- _WORK REQUIRED_
Lay out these lines as a two-column CSV headed "ask" and "response", with one row for each thing asked: its wording and its answer, each in a single quoted field with line breaks replaced by spaces. Begin at the first line and stop after the line that contains "point(359, 54)".

# start of DATA SHOWN

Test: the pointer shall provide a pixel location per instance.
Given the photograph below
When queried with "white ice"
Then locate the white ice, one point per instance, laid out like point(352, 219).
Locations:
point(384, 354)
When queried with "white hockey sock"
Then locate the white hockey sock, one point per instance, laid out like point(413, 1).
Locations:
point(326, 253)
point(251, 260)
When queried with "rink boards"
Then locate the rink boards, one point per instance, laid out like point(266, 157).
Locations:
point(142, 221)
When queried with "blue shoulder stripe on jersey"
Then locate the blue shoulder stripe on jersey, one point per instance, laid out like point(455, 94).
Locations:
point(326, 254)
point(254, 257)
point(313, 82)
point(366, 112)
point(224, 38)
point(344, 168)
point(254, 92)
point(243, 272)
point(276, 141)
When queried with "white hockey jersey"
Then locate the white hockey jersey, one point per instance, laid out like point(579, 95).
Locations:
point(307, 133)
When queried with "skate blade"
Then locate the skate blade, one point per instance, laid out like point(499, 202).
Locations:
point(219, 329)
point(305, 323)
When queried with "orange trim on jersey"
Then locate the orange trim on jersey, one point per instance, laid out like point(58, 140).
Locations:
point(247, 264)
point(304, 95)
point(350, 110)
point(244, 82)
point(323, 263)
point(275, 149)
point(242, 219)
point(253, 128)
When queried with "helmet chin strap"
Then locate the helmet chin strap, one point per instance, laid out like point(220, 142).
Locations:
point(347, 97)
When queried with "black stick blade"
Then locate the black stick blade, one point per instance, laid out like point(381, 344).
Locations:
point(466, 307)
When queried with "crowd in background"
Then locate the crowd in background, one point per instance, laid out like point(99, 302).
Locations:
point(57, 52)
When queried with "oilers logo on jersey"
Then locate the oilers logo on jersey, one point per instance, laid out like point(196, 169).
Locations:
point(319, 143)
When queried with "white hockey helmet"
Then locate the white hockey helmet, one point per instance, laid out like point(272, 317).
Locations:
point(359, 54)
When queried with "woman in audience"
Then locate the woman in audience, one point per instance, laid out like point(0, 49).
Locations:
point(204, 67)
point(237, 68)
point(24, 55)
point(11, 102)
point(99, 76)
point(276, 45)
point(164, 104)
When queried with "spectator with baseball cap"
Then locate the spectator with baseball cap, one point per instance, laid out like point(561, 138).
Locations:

# end of DATA SHOWN

- _SOLUTION TO THE PROBLEM_
ask,response
"Test: the pointer shall provide a pixel location per instance. Given the photograph below When queried with ""white ice"" Then locate the white ice, one point per instance, laid out like point(352, 219). Locations:","point(384, 354)"
"When queried with ""white hockey sock"" Then locate the white hockey sock, one point per instance, laid out like point(413, 1). Locations:","point(326, 253) point(251, 260)"
"When queried with ""rink boards"" Then locate the rink boards, one point per instance, laid out like point(266, 157). Locations:","point(142, 221)"
"When queried with ""blue shoulder stripe on jersey"" Then locate the blue shoulder stripe on jersey, one point per instance, laid out like point(455, 94). Locations:","point(326, 254) point(254, 257) point(313, 82) point(366, 112) point(224, 38) point(344, 168) point(254, 92) point(243, 272) point(276, 141)"
"When queried with ""white hockey jersey"" Then locate the white hockey jersey, one point per instance, laid out like point(579, 95). Locations:","point(307, 133)"
"When queried with ""skate blade"" Then locate the skate blade, one point per instance, laid out like point(499, 202). Locations:","point(219, 329) point(305, 323)"
"When queried with ""orange trim on jersey"" Then locate the orange trim on jersey, one point per instance, laid out like point(58, 140). Locations:","point(247, 264) point(304, 95) point(350, 110) point(244, 82) point(323, 263) point(275, 149) point(242, 219) point(253, 128)"
"When queried with ""helmet chin strap"" Then locate the helmet chin strap, one point per instance, laid out like point(220, 142). Locations:","point(347, 97)"
"When queried with ""black stick blade"" Then locate the black stick blade, one point per instance, laid out like point(381, 344). Locations:","point(466, 307)"
"When queried with ""crowd in background"" Then locate the crowd in background, one point per instance, laid out like point(99, 302). Locations:","point(57, 52)"
"When queried with ""oilers logo on jersey"" Then locate the oilers logo on jersey, one point per instance, laid out like point(196, 169). Locations:","point(319, 143)"
"When queried with ""white hockey helmet"" Then locate the white hockey helmet, one point per instance, laid out like point(272, 317). Locations:","point(359, 54)"